Stated problem — In the listing below, copy word for word every line from the line with "Note: pick out each instance of the boy in green" to the line with "(1074, 537)", including both of those lines. Give only those lines.

::::::::

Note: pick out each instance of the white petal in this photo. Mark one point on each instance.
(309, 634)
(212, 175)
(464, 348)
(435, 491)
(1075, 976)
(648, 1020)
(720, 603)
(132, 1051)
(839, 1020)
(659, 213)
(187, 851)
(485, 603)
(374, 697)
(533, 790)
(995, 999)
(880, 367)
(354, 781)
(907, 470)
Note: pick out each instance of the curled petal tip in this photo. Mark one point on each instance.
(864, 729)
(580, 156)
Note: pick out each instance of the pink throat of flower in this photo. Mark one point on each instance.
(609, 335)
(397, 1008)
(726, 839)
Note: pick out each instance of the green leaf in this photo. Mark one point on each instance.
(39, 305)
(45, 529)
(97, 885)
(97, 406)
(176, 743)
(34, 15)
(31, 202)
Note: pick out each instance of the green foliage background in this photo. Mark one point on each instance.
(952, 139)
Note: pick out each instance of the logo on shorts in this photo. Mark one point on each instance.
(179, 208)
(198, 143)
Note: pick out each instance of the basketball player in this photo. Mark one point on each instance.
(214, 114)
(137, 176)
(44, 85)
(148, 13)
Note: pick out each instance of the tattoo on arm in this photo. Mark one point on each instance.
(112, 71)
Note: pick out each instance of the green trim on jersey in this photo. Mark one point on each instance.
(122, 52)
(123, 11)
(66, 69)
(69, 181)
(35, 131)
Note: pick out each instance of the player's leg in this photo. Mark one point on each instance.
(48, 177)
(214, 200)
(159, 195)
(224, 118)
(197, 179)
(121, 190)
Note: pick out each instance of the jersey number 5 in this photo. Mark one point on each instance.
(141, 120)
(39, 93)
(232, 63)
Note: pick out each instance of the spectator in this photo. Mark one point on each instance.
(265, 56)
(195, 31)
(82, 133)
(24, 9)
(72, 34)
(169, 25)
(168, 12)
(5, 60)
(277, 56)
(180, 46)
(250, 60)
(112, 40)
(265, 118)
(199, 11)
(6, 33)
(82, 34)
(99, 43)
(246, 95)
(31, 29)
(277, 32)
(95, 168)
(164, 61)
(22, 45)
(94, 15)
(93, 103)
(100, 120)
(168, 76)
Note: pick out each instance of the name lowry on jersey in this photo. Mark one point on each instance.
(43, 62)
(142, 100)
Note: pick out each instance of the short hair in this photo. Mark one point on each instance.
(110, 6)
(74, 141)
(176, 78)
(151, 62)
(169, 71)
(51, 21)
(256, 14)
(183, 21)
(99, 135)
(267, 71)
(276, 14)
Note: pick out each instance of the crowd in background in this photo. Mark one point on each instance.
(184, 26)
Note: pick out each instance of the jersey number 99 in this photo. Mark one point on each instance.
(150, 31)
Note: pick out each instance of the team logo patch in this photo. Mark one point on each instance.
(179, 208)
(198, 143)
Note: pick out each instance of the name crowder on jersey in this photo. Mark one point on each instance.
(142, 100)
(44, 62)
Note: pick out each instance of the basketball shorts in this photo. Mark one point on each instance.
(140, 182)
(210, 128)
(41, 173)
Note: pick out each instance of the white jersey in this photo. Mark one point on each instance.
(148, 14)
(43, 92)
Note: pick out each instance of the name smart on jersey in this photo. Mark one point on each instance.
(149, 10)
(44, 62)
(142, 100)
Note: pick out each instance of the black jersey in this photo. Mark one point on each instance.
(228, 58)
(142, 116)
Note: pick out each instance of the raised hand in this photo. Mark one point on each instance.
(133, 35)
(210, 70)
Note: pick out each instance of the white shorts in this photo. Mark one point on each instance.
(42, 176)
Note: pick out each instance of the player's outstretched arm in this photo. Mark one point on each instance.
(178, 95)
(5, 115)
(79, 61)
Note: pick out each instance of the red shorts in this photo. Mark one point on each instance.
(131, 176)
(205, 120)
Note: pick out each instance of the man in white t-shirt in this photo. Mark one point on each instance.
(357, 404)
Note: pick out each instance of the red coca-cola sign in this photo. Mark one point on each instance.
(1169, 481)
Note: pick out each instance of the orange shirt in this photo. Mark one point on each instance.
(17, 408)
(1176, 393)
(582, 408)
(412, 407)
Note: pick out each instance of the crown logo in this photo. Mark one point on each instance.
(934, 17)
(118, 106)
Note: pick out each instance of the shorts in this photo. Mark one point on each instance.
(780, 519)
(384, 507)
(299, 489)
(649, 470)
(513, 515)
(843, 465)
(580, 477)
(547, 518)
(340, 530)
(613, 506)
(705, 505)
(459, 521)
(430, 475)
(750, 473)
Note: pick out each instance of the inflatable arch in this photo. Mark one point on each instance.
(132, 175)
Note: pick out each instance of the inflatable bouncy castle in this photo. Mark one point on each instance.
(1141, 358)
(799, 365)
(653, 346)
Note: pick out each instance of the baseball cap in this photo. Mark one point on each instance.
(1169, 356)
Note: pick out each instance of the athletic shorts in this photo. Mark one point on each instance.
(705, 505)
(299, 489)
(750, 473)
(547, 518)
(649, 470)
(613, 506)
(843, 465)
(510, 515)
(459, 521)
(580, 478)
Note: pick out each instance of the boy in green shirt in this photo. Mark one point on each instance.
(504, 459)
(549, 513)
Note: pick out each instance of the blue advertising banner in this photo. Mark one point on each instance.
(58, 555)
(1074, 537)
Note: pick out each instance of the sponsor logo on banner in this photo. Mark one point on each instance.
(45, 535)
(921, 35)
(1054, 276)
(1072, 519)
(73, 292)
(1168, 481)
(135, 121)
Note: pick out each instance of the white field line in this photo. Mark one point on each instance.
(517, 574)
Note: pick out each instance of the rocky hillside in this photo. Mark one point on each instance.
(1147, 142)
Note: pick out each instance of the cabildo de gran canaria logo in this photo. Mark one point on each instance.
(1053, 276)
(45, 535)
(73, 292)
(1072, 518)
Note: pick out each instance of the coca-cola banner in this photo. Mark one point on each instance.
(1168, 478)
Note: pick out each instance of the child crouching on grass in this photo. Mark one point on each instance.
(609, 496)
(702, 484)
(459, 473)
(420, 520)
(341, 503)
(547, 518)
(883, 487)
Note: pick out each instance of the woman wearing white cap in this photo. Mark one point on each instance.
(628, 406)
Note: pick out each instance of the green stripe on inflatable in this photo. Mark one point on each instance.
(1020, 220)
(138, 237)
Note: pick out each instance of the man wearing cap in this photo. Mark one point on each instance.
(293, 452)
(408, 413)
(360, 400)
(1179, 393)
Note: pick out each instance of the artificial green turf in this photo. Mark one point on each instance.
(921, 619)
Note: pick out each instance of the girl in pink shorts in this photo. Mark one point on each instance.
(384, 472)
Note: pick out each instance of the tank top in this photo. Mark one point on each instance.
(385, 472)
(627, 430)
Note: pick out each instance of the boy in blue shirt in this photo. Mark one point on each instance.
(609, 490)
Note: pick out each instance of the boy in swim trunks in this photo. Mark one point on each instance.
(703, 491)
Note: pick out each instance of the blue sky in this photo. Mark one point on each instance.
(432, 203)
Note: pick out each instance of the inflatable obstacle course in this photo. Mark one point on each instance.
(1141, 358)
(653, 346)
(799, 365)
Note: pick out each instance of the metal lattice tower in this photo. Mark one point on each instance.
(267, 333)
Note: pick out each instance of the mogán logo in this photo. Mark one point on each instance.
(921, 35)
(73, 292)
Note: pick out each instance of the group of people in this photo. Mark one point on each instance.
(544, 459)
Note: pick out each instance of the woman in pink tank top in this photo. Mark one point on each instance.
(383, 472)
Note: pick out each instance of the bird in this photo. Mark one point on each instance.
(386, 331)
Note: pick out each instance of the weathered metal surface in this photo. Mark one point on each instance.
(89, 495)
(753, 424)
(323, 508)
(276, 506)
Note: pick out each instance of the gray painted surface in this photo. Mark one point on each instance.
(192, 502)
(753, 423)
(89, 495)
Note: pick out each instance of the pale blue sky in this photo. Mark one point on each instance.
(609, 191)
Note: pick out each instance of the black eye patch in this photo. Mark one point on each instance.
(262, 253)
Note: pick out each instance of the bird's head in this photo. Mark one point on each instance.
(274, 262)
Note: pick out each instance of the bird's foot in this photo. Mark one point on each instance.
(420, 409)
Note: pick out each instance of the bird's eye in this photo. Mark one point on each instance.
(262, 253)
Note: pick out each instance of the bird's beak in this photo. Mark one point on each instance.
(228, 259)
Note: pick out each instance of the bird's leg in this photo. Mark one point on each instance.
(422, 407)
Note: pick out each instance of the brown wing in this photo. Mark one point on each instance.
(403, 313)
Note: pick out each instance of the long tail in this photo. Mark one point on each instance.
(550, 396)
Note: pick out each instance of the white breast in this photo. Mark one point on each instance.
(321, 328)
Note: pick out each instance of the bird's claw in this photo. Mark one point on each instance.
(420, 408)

::::::::

Solution below —
Note: pick out each instance of the boy in green shirt in this photo. Mark one point on each instance.
(504, 459)
(549, 513)
Note: pick out each instance of the blue advertising banner in this photo. Mark one point on each instance.
(58, 555)
(1074, 537)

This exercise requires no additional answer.